[Object pointing dataset records]

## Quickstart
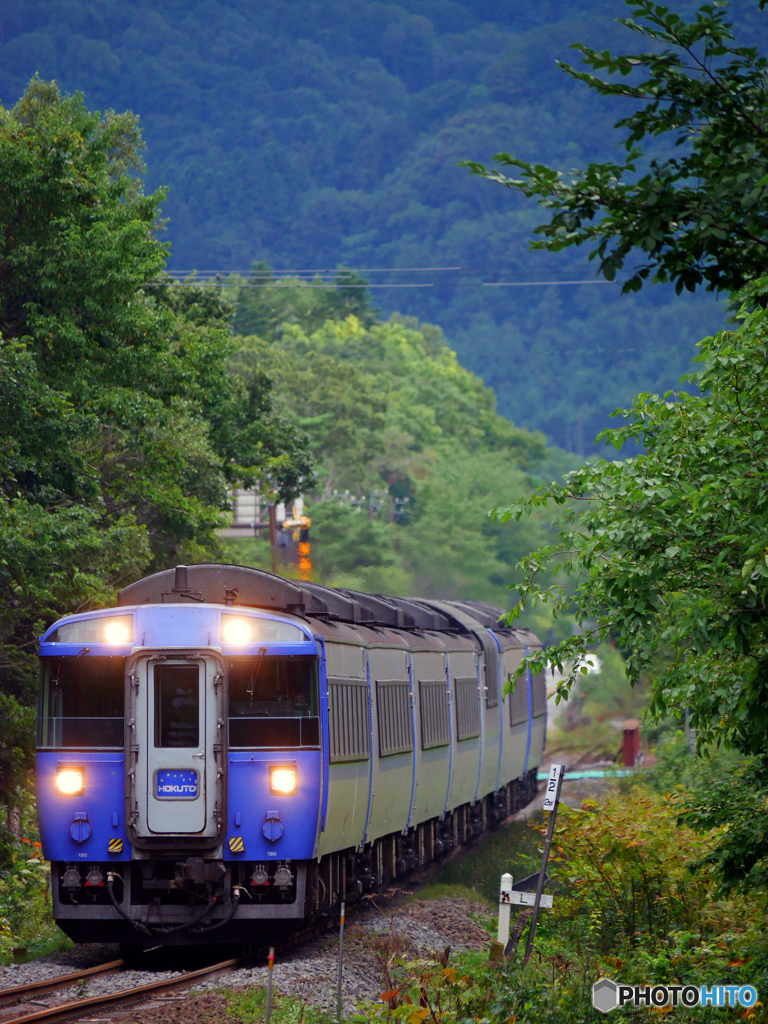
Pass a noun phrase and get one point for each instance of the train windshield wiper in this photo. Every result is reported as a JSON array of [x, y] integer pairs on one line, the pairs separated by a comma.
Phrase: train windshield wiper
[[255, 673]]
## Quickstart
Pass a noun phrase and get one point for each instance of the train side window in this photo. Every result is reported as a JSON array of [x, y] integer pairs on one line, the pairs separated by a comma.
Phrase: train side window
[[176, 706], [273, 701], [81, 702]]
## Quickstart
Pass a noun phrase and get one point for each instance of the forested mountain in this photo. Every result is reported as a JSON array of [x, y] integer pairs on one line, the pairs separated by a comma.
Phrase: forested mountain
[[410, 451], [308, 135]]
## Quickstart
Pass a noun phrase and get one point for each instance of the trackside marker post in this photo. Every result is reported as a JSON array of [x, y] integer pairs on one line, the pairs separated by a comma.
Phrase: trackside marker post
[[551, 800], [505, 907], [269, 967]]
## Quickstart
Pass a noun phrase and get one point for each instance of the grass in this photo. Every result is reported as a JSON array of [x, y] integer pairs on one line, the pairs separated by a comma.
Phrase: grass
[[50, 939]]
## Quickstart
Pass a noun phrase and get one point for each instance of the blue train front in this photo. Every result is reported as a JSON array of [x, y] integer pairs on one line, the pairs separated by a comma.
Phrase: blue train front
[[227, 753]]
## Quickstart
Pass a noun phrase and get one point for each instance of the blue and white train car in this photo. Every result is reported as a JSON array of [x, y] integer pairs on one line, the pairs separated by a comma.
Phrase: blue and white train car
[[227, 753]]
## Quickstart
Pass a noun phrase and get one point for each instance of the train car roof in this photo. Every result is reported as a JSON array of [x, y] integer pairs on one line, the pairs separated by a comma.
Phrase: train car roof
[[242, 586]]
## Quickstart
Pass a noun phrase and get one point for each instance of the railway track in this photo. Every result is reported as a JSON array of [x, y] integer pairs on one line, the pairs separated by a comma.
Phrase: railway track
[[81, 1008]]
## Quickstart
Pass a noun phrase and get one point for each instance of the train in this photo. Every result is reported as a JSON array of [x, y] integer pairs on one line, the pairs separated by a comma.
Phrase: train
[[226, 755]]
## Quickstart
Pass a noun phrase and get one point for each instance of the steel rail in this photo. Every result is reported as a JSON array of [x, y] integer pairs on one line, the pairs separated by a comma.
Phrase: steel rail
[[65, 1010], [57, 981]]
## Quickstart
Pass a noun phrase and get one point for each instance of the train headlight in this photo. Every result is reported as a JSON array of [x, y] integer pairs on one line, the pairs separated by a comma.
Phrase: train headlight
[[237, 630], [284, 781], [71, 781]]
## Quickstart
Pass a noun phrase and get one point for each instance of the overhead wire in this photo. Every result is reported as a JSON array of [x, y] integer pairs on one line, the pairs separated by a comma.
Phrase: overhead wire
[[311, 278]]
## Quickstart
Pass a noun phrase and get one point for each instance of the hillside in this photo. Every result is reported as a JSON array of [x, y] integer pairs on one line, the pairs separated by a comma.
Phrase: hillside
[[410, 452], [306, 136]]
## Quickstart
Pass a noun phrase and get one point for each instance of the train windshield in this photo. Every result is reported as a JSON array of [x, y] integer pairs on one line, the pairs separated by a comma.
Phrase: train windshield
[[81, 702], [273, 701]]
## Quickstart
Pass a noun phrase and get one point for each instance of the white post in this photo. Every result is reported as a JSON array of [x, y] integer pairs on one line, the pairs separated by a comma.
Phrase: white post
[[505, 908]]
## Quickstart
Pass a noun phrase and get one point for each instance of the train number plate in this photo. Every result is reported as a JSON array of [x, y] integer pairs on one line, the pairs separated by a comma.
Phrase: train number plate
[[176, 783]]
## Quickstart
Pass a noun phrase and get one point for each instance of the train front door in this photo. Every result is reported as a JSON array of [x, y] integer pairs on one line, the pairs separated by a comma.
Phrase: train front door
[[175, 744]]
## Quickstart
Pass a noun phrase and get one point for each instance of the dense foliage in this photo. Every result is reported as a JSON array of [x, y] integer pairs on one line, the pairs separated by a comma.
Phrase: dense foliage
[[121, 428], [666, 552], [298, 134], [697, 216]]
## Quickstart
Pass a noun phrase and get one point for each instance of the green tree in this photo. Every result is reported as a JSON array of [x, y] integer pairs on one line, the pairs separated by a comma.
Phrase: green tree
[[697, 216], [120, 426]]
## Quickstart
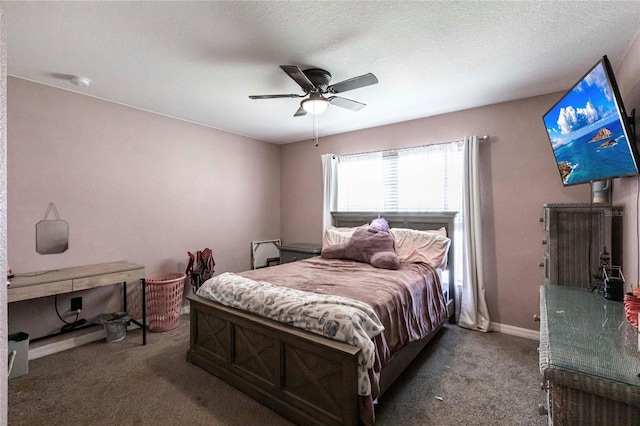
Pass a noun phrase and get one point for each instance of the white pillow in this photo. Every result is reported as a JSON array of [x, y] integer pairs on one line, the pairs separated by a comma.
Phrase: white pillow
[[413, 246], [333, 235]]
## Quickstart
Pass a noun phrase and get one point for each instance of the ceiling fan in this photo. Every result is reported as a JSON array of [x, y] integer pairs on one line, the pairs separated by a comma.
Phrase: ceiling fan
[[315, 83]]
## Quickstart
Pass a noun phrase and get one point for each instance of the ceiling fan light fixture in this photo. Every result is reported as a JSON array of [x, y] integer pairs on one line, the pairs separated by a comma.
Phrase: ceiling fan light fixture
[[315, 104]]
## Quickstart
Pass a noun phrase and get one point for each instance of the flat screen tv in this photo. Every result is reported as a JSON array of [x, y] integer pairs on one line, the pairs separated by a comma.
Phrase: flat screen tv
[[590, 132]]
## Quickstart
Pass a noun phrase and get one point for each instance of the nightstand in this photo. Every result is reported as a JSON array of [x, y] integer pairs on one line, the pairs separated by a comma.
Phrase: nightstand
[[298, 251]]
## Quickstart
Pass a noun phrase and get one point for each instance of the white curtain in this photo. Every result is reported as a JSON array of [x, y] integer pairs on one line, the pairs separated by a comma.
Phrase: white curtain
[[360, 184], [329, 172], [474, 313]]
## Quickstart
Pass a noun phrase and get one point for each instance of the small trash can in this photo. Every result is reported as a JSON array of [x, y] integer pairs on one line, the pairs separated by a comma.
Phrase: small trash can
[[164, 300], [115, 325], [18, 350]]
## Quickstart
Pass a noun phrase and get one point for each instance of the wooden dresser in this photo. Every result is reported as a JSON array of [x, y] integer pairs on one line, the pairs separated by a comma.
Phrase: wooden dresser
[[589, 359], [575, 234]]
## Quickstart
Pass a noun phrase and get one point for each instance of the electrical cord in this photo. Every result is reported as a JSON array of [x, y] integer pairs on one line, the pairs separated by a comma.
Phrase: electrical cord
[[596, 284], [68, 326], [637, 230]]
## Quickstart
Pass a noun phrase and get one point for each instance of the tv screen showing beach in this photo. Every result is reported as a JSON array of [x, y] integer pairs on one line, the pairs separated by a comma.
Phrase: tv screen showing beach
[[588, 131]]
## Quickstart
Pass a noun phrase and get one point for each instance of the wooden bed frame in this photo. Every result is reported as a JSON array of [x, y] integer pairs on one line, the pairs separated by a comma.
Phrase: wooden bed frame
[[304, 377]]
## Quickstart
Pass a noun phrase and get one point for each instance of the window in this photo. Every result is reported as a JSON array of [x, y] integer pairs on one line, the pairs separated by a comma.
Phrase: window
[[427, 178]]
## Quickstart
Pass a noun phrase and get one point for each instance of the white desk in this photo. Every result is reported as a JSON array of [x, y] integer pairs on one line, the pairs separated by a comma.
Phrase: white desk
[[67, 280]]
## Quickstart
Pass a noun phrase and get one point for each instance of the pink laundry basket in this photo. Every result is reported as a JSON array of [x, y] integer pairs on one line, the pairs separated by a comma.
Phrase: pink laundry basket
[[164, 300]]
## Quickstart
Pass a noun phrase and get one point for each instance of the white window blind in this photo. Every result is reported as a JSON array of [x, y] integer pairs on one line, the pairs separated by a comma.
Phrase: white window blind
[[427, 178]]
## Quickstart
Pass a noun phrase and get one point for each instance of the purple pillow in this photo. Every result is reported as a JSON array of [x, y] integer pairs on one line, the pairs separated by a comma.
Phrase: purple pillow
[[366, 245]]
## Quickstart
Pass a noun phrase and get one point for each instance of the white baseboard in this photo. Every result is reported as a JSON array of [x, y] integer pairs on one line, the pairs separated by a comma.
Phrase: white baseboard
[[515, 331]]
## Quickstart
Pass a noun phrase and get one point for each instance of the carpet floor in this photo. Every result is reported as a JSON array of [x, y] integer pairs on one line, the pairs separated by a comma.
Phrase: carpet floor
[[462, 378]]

GIVEN TASK: Report every line of the material above that contains the word "mountain".

WRITTEN ANSWER:
Pass a noun phrase and get one point for each instance of the forested mountain in this photo. Every result is reported as a JSON array of [x, y] integer pairs on one line, the pairs separated by a comma.
Phrase: forested mountain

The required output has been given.